───── 原始数据
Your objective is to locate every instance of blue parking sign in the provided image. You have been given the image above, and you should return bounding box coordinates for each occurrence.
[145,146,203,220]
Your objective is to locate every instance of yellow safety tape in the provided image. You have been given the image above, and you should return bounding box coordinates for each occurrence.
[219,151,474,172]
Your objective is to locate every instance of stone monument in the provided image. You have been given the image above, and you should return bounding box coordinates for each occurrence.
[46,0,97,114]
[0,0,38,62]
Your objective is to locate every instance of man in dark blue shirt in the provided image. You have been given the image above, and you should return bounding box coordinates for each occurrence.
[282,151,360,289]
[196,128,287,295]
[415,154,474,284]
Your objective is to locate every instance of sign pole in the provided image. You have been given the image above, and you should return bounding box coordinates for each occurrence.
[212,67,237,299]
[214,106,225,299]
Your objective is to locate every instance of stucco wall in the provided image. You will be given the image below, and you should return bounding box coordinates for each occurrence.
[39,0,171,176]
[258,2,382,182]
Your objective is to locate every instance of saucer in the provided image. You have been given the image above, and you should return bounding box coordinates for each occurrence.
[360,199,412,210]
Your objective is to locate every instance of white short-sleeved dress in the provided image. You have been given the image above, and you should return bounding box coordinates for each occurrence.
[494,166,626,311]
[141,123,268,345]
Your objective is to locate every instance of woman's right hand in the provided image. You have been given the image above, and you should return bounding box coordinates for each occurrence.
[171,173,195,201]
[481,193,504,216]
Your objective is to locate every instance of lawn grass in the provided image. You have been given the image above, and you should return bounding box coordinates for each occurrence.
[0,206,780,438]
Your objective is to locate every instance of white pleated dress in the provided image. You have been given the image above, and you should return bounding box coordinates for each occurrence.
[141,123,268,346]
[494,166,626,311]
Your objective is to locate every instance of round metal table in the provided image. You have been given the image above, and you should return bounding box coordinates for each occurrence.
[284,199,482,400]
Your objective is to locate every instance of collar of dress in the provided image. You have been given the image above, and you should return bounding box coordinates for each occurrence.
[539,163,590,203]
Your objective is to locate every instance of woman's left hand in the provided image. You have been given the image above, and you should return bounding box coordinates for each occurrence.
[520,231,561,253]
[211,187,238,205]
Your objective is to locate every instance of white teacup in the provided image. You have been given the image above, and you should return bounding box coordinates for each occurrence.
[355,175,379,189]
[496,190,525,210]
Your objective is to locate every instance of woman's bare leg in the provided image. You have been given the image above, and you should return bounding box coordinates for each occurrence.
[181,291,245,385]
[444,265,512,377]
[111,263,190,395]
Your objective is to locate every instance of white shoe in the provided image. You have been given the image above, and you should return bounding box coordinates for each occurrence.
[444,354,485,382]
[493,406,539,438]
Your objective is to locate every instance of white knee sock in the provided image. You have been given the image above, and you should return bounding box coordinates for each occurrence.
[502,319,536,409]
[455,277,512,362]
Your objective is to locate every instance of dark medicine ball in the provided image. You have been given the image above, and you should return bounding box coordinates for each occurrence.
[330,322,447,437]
──────────
请原样输出上面记录中从包含“Your objective is to locate every instance of sign”的那一行起，到包含“[214,106,225,299]”的那一行为止的所有行，首尾两行都要包括在内。

Your objective is to locate every instance of sign pole in the provided image. You have been given the image above, and you should return bounding box coordinates for each occurrence.
[212,67,237,299]
[214,106,225,299]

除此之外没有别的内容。